DATA FOR ANALYSIS START

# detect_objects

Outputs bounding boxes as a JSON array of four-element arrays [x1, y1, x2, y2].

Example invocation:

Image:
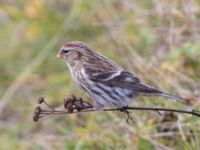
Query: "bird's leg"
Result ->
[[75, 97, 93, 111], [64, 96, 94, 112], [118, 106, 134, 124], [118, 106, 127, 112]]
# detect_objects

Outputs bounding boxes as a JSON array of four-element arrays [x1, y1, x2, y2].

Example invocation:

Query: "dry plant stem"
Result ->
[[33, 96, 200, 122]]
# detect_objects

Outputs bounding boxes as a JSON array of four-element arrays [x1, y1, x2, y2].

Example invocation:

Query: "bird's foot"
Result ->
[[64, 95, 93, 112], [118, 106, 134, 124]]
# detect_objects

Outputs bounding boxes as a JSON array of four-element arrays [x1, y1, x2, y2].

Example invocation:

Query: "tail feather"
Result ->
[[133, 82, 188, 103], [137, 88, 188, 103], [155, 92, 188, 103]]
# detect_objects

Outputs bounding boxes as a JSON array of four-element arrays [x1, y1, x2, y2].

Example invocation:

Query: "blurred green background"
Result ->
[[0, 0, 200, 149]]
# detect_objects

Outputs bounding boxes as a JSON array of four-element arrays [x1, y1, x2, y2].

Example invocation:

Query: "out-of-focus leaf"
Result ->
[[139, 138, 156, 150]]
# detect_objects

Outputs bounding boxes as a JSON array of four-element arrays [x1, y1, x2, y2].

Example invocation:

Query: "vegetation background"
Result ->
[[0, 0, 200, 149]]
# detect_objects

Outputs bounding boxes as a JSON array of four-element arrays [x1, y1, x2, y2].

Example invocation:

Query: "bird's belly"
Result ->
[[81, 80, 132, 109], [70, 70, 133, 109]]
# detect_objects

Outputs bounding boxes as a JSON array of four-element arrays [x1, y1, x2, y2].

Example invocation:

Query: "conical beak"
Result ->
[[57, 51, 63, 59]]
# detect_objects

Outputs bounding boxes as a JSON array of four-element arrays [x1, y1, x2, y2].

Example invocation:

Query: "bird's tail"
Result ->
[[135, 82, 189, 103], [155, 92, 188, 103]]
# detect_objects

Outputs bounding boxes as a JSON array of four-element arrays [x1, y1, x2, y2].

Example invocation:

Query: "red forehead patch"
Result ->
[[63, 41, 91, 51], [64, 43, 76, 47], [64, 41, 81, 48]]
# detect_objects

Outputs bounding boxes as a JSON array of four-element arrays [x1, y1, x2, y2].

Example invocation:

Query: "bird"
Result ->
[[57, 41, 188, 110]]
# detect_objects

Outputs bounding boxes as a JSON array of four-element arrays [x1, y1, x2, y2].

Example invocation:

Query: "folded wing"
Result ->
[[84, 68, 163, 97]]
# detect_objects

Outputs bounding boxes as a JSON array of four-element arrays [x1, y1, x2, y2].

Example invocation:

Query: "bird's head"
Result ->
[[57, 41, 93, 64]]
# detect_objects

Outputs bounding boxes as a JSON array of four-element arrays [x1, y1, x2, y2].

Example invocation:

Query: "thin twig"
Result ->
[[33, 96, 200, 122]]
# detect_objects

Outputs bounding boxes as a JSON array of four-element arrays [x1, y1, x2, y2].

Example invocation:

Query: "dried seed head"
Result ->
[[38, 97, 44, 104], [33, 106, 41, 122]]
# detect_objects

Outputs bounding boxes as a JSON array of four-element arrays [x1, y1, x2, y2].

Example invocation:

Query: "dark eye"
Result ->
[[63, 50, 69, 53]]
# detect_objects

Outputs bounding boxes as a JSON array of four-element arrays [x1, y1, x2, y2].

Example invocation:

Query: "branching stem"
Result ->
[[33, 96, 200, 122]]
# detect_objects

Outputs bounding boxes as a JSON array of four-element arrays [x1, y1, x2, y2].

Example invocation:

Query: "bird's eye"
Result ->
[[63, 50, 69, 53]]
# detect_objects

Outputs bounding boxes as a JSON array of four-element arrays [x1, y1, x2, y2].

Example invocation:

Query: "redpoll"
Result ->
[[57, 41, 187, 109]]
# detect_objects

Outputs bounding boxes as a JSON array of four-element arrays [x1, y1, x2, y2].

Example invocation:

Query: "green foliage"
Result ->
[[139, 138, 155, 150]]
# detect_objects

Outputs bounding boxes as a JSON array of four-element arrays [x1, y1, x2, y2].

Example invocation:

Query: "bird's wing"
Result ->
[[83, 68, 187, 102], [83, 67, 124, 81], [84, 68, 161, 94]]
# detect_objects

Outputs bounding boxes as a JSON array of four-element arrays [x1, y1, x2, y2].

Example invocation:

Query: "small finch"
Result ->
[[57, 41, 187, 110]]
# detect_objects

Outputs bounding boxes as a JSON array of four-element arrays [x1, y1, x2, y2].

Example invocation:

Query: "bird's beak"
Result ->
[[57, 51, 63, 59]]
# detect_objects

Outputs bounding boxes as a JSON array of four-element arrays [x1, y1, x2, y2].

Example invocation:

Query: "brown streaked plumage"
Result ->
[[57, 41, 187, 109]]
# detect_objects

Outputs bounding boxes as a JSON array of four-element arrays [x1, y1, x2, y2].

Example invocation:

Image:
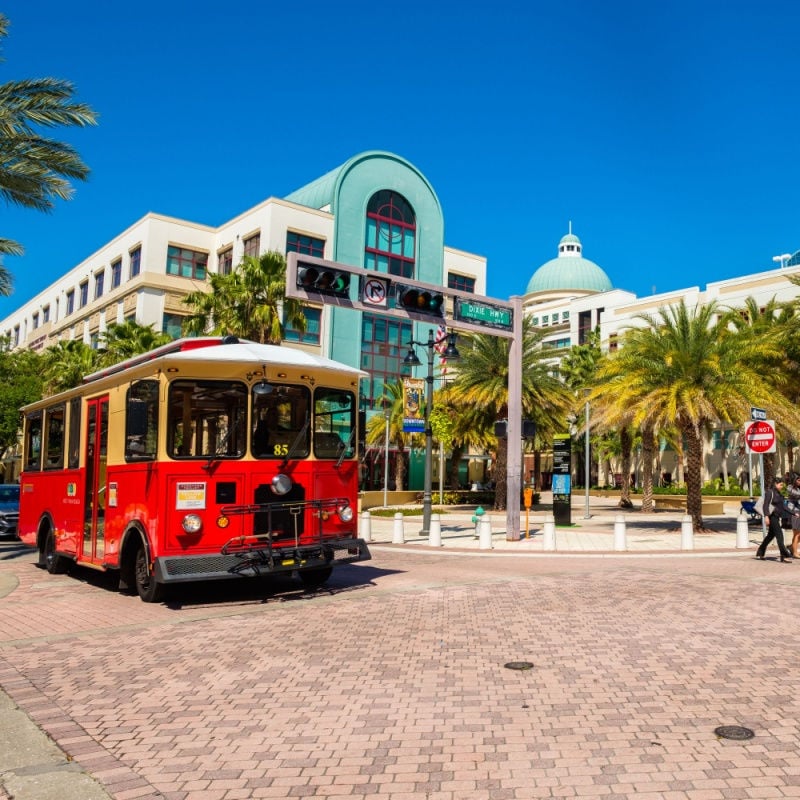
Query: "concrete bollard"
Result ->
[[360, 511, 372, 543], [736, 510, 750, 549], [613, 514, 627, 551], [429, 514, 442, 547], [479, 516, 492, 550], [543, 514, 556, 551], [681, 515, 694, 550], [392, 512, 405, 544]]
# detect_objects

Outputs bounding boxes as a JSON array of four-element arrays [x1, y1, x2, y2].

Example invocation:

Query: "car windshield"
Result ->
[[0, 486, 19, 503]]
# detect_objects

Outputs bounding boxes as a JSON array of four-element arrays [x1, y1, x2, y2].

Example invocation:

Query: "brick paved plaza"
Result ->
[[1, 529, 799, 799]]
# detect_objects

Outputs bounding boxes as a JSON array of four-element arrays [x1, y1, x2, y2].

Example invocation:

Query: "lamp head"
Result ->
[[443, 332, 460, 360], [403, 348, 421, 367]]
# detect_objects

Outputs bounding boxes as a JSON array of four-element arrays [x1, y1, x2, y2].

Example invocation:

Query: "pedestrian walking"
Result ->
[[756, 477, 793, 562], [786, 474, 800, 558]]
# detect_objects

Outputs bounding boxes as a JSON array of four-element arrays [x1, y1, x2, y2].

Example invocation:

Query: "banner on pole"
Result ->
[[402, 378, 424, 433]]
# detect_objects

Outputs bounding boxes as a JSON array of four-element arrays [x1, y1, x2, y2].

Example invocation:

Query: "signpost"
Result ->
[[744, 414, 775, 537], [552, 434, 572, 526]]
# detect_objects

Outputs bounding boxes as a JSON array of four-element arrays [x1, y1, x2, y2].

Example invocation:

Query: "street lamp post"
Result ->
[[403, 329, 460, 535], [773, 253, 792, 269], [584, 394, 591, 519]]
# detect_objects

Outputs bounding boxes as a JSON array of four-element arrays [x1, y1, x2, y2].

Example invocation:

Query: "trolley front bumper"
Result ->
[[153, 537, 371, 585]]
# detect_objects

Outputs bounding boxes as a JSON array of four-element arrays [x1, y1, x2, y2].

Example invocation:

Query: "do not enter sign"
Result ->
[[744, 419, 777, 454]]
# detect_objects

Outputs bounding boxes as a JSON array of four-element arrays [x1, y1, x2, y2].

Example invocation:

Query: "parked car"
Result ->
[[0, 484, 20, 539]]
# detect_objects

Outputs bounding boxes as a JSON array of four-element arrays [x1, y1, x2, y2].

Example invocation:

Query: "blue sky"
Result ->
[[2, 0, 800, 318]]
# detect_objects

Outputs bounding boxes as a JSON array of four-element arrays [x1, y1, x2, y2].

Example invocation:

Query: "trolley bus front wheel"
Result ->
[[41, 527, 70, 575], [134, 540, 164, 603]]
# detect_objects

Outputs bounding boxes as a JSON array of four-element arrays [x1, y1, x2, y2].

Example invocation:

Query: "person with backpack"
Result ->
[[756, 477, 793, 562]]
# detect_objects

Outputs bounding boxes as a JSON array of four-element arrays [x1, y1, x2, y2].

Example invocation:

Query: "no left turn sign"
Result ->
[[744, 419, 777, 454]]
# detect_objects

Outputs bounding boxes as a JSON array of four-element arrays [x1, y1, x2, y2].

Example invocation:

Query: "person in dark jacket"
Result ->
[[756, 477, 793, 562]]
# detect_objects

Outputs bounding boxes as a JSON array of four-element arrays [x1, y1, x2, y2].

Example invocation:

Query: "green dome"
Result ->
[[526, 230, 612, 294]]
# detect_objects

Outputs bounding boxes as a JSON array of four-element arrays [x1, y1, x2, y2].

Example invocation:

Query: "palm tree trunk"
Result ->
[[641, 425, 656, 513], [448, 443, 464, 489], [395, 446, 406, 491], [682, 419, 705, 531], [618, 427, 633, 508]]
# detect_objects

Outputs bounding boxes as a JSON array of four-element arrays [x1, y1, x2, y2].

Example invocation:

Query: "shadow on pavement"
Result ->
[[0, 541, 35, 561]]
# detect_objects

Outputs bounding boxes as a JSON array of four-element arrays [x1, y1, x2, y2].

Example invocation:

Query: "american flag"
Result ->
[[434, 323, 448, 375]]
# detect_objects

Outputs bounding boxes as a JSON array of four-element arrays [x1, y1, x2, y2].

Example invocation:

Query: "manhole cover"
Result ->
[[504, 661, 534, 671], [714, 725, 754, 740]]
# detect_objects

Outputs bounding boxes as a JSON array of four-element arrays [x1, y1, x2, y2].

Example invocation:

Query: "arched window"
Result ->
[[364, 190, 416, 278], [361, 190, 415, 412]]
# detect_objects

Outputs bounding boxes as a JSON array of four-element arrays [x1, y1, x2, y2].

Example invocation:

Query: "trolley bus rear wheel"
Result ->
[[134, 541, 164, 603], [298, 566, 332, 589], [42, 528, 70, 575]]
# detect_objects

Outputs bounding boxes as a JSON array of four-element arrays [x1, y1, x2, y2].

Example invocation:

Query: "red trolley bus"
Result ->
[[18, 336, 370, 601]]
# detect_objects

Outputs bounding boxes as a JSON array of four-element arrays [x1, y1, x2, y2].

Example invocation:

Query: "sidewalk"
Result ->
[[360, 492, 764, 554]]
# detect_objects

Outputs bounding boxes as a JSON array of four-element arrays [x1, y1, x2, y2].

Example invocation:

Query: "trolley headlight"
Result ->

DATA FOR ANALYSIS END
DATA FOR ANALYSIS START

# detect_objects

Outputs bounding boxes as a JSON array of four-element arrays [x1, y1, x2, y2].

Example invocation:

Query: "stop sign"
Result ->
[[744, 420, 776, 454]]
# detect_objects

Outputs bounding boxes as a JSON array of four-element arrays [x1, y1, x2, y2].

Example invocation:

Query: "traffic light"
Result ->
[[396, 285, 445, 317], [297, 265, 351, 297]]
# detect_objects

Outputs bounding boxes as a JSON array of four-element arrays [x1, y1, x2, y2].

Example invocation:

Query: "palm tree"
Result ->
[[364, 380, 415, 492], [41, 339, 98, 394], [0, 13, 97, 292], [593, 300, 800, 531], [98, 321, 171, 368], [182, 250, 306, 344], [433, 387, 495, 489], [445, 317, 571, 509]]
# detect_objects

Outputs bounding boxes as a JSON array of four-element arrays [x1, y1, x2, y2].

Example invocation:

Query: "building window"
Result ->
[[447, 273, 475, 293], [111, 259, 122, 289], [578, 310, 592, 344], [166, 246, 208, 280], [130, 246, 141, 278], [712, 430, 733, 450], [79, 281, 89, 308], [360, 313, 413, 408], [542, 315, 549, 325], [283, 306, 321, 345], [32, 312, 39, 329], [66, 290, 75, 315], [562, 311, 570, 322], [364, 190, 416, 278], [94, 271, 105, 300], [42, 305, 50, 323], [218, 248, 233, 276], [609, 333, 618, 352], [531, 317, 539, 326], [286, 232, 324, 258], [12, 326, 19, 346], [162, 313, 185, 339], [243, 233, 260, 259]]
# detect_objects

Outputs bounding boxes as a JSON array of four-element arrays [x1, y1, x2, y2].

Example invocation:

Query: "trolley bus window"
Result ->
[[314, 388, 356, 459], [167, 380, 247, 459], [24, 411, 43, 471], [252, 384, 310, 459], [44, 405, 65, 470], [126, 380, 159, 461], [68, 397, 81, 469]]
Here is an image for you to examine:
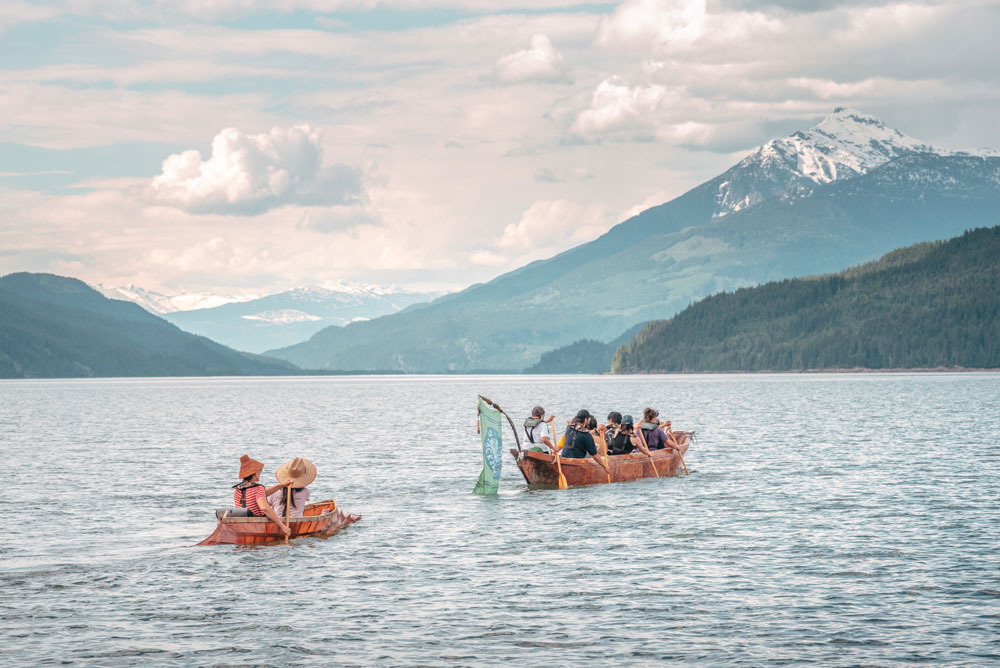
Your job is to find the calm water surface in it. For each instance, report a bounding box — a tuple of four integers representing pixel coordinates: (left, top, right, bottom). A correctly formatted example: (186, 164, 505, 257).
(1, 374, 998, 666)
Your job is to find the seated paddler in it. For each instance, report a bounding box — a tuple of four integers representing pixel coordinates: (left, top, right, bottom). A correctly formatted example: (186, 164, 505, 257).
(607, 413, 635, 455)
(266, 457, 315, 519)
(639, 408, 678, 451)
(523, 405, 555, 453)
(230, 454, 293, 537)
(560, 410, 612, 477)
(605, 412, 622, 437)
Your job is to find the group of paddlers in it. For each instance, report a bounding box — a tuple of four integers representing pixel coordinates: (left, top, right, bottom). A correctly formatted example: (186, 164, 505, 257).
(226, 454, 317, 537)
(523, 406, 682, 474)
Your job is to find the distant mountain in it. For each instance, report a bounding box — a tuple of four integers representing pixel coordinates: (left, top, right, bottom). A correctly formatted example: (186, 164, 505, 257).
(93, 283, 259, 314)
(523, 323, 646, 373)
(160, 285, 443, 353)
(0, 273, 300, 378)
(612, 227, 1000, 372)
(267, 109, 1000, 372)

DATA FOR ANALYSIS END

Scan the lines above for the word "beak". Return each one that has it.

SOLUTION TO THIS TASK:
Query: "conical beak"
Query: "bird's beak"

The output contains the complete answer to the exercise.